WRITTEN REQUEST: From the listing below, copy out each line that contains the word "bounding".

THE DATA:
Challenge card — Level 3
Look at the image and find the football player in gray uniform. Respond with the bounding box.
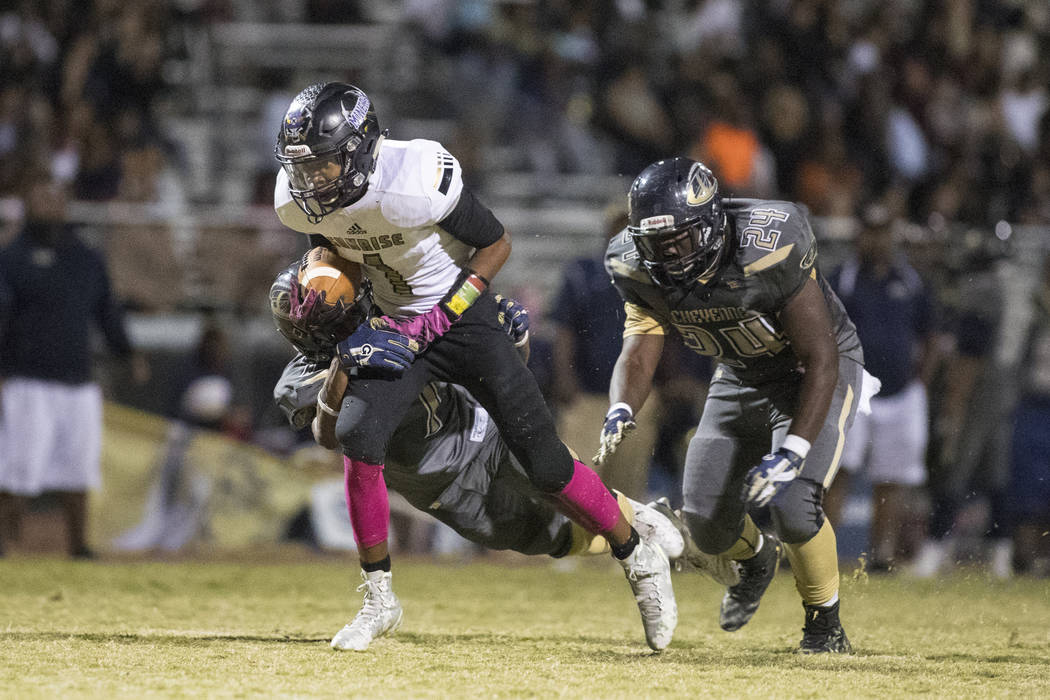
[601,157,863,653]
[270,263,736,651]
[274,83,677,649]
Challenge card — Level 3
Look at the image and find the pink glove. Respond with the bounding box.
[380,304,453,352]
...
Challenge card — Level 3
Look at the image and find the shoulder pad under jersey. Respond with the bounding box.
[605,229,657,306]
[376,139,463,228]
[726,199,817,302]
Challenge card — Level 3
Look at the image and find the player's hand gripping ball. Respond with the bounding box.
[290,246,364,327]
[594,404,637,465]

ANSWER:
Look at the image and find the football player in gray uniform. Respond with the bounding box.
Look at the image and find the pink glove. Respond with the bounding box.
Look at the image and find the shoulder pad under jersey. Respond with the bounding box.
Look at the image and find the player's hand gripping ball. Respond with the bounding box.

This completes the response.